Extracted records:
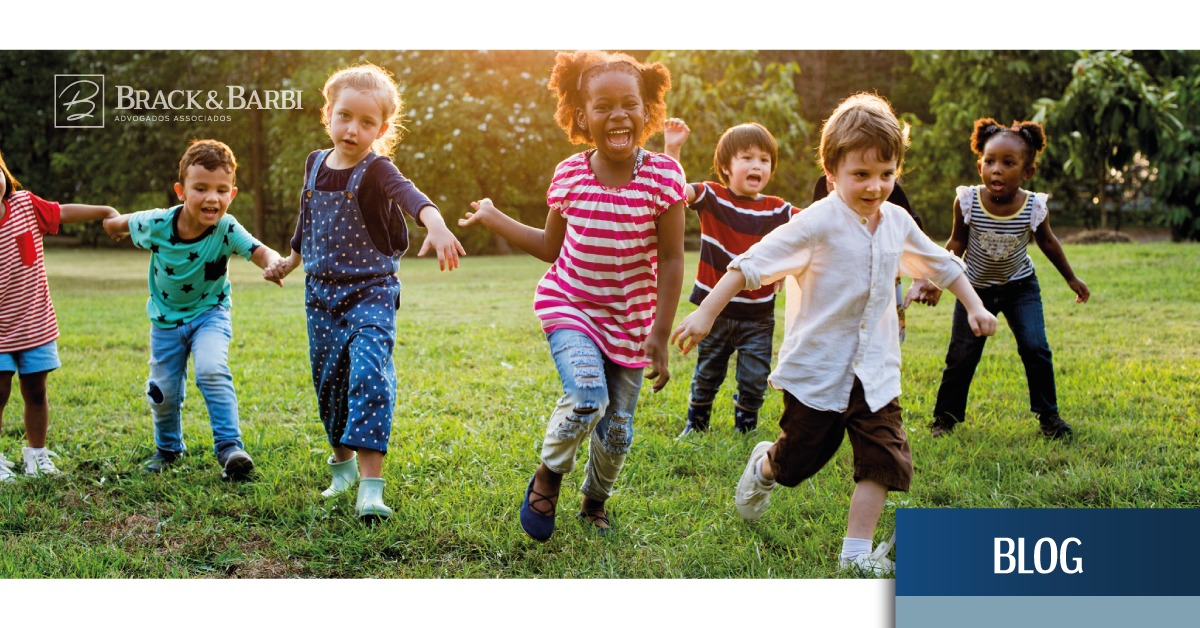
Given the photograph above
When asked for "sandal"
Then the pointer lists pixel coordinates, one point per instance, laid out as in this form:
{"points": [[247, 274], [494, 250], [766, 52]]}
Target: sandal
{"points": [[597, 516], [534, 521]]}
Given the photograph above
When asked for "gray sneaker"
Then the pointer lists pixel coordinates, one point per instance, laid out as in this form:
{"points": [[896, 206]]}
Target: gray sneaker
{"points": [[235, 464], [753, 495], [6, 473], [37, 462], [871, 564]]}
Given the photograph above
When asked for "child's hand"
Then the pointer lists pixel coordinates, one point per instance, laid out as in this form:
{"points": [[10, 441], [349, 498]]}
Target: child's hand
{"points": [[1080, 288], [279, 269], [658, 372], [484, 209], [923, 291], [445, 245], [983, 323], [691, 330], [675, 133], [113, 227]]}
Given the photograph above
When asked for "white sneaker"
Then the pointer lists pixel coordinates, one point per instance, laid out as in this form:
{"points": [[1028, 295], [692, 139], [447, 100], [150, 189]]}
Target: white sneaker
{"points": [[753, 495], [39, 464], [873, 563], [6, 473]]}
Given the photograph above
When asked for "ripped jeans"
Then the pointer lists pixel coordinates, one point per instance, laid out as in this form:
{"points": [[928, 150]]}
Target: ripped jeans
{"points": [[598, 400], [207, 339]]}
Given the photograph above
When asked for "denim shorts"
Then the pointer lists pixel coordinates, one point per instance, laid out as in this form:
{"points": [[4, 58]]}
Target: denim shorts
{"points": [[35, 360]]}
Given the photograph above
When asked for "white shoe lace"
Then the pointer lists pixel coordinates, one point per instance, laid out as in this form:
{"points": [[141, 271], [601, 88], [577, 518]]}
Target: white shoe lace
{"points": [[43, 464]]}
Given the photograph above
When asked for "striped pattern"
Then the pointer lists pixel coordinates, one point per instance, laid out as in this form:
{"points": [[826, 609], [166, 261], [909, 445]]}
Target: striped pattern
{"points": [[27, 314], [996, 246], [729, 226], [605, 280]]}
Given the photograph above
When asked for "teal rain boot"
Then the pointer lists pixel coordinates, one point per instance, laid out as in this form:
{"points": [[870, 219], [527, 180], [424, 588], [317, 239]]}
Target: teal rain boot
{"points": [[370, 506], [345, 474]]}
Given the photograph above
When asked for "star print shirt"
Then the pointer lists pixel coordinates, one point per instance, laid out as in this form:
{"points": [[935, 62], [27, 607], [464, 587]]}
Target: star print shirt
{"points": [[187, 277]]}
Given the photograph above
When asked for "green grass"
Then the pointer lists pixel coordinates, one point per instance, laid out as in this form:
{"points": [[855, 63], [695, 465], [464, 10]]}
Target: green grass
{"points": [[475, 388]]}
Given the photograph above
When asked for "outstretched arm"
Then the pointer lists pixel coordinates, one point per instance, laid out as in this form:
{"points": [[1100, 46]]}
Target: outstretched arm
{"points": [[117, 226], [72, 213], [676, 133], [281, 267], [264, 257], [439, 238], [983, 323], [670, 281], [544, 244], [1049, 244]]}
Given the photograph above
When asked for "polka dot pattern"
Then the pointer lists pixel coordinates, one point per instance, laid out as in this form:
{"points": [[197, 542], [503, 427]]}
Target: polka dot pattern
{"points": [[352, 293]]}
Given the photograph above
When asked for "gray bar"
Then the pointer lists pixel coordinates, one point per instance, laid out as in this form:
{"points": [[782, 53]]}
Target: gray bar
{"points": [[1035, 611]]}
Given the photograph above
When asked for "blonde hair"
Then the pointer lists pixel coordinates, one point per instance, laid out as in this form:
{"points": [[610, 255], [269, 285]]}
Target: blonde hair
{"points": [[863, 121], [379, 83]]}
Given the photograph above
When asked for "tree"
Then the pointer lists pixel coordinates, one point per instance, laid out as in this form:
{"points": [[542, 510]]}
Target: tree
{"points": [[713, 90], [1115, 111]]}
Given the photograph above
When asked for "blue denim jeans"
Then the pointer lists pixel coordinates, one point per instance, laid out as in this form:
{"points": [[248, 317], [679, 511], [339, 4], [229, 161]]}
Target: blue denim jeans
{"points": [[753, 341], [599, 398], [207, 339], [1020, 301]]}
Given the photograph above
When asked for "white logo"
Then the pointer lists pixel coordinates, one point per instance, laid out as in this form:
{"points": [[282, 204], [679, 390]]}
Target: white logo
{"points": [[78, 101]]}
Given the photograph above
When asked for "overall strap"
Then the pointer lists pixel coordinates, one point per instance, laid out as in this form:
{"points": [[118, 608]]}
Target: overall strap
{"points": [[360, 171], [316, 168]]}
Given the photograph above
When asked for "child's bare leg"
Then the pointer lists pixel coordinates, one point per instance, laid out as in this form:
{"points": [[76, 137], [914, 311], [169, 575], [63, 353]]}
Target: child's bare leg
{"points": [[37, 408], [342, 454], [546, 482], [865, 507], [5, 390], [370, 462]]}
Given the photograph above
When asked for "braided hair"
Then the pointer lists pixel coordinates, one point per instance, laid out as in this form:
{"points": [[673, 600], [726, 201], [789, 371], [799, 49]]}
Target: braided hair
{"points": [[570, 77], [1032, 135]]}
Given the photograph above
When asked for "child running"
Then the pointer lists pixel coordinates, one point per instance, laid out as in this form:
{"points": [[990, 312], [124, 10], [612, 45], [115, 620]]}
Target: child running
{"points": [[733, 215], [190, 300], [993, 226], [615, 239], [839, 366], [29, 329], [349, 239]]}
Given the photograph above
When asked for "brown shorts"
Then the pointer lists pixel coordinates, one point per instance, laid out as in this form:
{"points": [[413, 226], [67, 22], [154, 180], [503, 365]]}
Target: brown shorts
{"points": [[810, 437]]}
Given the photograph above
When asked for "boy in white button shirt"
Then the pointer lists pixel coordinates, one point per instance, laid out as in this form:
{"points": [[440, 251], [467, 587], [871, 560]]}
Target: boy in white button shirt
{"points": [[839, 366]]}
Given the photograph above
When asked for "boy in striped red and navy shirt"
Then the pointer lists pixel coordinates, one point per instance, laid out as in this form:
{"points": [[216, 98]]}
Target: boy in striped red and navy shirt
{"points": [[733, 215]]}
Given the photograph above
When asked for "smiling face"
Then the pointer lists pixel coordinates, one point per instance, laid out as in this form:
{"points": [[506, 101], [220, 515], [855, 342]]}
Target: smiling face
{"points": [[863, 181], [355, 121], [1005, 166], [613, 114], [207, 196], [748, 172]]}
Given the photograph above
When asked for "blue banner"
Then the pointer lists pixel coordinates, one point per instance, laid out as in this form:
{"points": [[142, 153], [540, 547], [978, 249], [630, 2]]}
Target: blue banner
{"points": [[1050, 552]]}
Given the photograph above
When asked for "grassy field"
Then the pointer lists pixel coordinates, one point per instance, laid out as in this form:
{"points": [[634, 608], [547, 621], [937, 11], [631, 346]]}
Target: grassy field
{"points": [[475, 388]]}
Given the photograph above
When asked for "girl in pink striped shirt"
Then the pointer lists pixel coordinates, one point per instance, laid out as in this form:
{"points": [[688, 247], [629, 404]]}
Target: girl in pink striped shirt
{"points": [[615, 239], [29, 330]]}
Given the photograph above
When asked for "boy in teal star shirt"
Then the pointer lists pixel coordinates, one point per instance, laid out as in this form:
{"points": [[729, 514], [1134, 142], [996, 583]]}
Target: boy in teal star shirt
{"points": [[190, 300]]}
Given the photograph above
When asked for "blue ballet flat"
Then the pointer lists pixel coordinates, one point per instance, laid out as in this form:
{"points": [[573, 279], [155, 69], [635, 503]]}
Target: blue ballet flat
{"points": [[539, 527]]}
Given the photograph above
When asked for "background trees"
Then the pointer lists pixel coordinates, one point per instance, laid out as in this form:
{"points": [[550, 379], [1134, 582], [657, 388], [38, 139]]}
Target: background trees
{"points": [[1122, 126]]}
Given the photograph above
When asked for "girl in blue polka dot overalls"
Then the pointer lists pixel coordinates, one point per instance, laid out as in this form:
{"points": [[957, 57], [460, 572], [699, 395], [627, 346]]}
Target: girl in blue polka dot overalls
{"points": [[349, 239]]}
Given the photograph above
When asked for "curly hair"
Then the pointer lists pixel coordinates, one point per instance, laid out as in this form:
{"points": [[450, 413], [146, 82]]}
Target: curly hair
{"points": [[11, 183], [743, 137], [379, 83], [863, 121], [210, 155], [1031, 133], [570, 77]]}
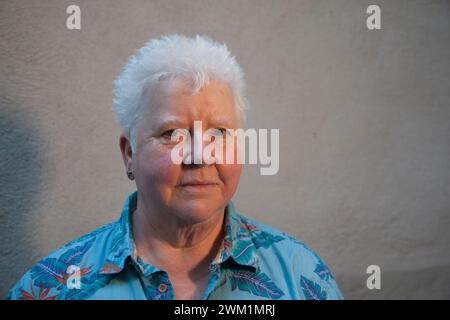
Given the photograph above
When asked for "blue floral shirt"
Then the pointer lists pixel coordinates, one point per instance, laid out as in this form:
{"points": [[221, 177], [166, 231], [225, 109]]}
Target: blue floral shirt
{"points": [[255, 262]]}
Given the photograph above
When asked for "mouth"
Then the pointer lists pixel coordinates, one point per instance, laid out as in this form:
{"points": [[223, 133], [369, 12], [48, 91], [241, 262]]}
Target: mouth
{"points": [[198, 185]]}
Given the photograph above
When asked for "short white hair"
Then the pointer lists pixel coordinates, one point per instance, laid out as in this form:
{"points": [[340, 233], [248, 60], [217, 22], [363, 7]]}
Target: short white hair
{"points": [[175, 57]]}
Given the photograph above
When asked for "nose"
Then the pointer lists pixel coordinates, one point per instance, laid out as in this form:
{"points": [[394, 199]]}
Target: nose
{"points": [[195, 155]]}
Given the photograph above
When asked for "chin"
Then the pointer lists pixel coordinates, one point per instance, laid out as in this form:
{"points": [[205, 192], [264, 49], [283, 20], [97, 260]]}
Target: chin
{"points": [[197, 210]]}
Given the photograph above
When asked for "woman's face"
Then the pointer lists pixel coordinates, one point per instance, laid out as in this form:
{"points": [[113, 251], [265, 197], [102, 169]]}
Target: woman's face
{"points": [[176, 188]]}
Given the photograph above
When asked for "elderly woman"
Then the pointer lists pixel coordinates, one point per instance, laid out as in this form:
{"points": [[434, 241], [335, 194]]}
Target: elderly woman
{"points": [[179, 235]]}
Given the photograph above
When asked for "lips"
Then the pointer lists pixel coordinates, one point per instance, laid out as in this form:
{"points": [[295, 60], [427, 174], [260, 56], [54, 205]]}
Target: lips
{"points": [[198, 184]]}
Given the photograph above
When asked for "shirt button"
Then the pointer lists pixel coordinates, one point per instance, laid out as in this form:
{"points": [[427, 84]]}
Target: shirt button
{"points": [[162, 287]]}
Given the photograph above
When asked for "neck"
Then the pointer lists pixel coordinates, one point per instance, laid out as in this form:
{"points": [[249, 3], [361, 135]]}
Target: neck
{"points": [[166, 242]]}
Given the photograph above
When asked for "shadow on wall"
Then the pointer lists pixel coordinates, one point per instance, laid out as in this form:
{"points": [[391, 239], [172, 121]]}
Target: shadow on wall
{"points": [[22, 162]]}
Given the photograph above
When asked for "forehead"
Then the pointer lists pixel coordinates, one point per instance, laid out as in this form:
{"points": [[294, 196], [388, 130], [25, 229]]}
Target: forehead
{"points": [[212, 103]]}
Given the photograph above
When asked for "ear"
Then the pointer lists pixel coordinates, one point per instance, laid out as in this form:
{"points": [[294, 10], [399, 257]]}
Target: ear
{"points": [[125, 148]]}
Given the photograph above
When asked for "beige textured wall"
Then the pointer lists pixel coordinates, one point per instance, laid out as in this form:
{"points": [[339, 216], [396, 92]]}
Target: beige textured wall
{"points": [[364, 119]]}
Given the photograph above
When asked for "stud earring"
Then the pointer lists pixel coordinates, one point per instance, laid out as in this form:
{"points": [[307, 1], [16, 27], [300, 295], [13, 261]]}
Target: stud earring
{"points": [[130, 174]]}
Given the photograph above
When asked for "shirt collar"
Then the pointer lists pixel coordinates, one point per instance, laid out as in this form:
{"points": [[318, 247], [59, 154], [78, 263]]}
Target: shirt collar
{"points": [[237, 247]]}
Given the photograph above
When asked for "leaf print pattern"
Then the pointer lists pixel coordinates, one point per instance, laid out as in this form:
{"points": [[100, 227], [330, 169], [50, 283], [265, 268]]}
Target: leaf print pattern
{"points": [[248, 266], [42, 294], [258, 284], [312, 290], [322, 271]]}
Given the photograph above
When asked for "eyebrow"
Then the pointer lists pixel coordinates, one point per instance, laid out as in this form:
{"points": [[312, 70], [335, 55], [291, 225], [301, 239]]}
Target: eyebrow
{"points": [[176, 121]]}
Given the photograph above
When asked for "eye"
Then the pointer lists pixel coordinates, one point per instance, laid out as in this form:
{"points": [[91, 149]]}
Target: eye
{"points": [[168, 133], [175, 133], [219, 132]]}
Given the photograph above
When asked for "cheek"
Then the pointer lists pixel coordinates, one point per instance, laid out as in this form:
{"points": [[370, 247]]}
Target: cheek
{"points": [[156, 169], [230, 175]]}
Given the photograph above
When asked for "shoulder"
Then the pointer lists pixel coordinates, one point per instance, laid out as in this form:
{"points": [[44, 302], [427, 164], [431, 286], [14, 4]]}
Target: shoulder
{"points": [[48, 278], [311, 276]]}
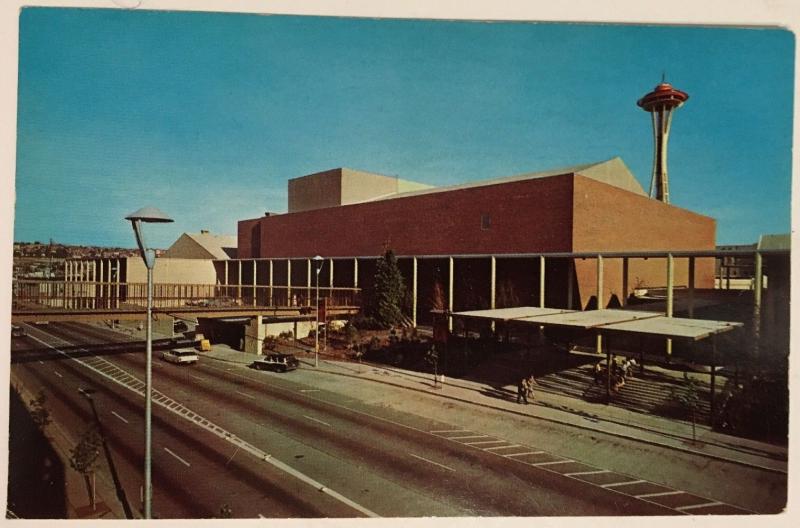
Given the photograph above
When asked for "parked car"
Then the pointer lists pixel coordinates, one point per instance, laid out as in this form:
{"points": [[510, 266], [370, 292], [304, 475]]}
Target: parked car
{"points": [[180, 356], [277, 362]]}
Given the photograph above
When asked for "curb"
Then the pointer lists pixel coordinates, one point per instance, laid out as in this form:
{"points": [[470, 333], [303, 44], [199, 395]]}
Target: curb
{"points": [[552, 420]]}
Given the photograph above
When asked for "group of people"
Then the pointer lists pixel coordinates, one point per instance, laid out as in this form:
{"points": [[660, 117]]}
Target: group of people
{"points": [[620, 371], [525, 389]]}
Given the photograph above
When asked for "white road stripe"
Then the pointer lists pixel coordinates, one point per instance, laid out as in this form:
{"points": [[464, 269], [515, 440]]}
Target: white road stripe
{"points": [[501, 447], [625, 483], [318, 421], [553, 462], [432, 462], [176, 456], [659, 494], [598, 472], [449, 431], [704, 505]]}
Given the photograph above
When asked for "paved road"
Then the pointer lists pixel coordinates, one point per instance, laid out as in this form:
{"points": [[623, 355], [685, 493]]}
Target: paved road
{"points": [[389, 462]]}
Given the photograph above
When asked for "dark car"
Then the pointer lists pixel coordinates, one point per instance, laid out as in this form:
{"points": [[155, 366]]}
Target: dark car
{"points": [[277, 362]]}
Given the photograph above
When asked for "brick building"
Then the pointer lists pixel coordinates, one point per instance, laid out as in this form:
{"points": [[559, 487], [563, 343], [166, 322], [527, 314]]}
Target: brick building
{"points": [[350, 217]]}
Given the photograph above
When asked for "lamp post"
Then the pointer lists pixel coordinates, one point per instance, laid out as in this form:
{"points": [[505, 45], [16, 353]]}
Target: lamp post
{"points": [[318, 263], [147, 214]]}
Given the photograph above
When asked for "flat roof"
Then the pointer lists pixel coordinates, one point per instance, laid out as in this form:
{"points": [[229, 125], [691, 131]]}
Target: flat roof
{"points": [[677, 327], [636, 322], [590, 318]]}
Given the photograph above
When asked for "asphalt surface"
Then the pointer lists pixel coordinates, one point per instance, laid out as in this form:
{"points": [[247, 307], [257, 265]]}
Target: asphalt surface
{"points": [[388, 459]]}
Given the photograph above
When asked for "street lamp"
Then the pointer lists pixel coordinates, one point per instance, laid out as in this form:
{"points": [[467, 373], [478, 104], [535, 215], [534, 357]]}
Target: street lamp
{"points": [[147, 214], [318, 263]]}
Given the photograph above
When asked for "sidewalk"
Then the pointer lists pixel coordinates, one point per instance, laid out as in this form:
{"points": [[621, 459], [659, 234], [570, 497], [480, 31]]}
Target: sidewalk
{"points": [[654, 430]]}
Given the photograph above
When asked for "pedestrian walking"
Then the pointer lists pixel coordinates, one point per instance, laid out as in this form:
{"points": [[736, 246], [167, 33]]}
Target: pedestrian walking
{"points": [[531, 382], [598, 372], [522, 390]]}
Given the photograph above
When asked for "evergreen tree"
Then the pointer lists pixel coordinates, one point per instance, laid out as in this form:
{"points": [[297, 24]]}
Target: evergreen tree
{"points": [[388, 292]]}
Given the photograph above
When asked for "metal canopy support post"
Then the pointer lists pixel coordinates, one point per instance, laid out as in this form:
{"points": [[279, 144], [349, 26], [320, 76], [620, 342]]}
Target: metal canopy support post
{"points": [[541, 281], [670, 294], [608, 365], [691, 287], [570, 272], [414, 292], [308, 282], [713, 377], [625, 285], [492, 288], [757, 292], [450, 281], [270, 298], [289, 282], [600, 303]]}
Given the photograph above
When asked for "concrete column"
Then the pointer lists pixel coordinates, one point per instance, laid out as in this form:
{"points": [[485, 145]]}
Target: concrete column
{"points": [[757, 294], [492, 283], [691, 287], [414, 292], [289, 282], [541, 281], [570, 272], [254, 334], [239, 283], [450, 281], [625, 285], [118, 281], [308, 282], [270, 298], [670, 295], [600, 300]]}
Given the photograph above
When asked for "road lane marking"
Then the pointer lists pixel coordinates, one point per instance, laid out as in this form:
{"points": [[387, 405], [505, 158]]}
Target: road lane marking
{"points": [[501, 447], [704, 505], [659, 494], [526, 453], [198, 420], [176, 456], [449, 431], [318, 421], [553, 462], [624, 483], [432, 462], [598, 472]]}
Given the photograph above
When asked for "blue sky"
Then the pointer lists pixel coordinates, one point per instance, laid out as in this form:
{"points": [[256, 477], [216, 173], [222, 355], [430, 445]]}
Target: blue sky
{"points": [[206, 116]]}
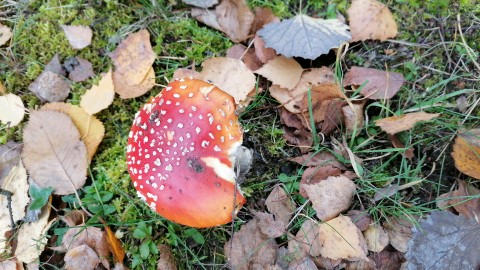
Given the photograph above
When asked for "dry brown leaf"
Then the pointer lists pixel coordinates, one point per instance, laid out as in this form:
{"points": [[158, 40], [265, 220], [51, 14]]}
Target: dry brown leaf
{"points": [[206, 16], [395, 124], [133, 75], [32, 237], [79, 36], [186, 73], [370, 19], [249, 246], [15, 182], [466, 152], [381, 84], [279, 204], [376, 238], [341, 239], [11, 110], [100, 96], [81, 255], [5, 34], [81, 71], [167, 259], [331, 196], [399, 232], [235, 19], [115, 245], [263, 53], [91, 129], [219, 71], [240, 52], [283, 71], [354, 117], [51, 87], [54, 157]]}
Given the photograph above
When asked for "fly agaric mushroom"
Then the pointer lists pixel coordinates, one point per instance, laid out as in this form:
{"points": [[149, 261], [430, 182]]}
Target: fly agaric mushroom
{"points": [[181, 151]]}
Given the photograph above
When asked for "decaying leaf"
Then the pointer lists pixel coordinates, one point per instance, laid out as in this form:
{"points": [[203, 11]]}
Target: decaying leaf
{"points": [[79, 36], [51, 87], [81, 255], [399, 231], [5, 34], [282, 71], [54, 157], [376, 238], [370, 19], [219, 71], [100, 96], [133, 58], [11, 110], [90, 128], [331, 196], [167, 259], [279, 204], [82, 70], [444, 241], [395, 124], [235, 19], [466, 152], [249, 246], [379, 84], [247, 56], [32, 237], [305, 36]]}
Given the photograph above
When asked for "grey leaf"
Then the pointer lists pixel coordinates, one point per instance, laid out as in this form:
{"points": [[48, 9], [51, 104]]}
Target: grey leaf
{"points": [[445, 241], [305, 36]]}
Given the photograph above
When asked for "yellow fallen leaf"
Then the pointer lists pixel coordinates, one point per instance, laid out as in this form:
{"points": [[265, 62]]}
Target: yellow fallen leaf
{"points": [[90, 128], [466, 152], [370, 19], [395, 124], [99, 96]]}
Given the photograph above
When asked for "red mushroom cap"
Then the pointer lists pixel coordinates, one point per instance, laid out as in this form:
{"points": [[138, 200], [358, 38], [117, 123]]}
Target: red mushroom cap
{"points": [[180, 151]]}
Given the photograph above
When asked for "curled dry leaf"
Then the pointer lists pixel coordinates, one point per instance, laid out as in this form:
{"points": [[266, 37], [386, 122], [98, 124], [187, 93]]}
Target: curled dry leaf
{"points": [[279, 204], [282, 71], [235, 19], [381, 84], [81, 71], [249, 246], [370, 19], [331, 196], [395, 124], [247, 56], [90, 128], [54, 157], [51, 87], [11, 110], [167, 259], [466, 152], [376, 238], [219, 71], [133, 75], [305, 36], [100, 96], [79, 36], [5, 34], [32, 237], [81, 255]]}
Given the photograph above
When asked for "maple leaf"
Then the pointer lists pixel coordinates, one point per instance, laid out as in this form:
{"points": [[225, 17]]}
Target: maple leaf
{"points": [[304, 36], [444, 241]]}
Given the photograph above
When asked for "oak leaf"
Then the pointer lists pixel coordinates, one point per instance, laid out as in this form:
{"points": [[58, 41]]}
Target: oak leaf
{"points": [[395, 124], [466, 152], [55, 157], [370, 19]]}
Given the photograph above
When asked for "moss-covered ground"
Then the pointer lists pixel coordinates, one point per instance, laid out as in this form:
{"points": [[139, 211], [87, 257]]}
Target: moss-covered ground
{"points": [[429, 51]]}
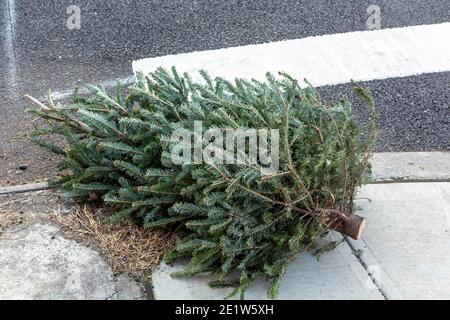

OBJECTIVE:
Report every line in the records above that contains the string "pink", treating case as significant.

SOLUTION TO THIS EXERCISE:
When asked for "girl in pink striped shirt"
Target: girl in pink striped shirt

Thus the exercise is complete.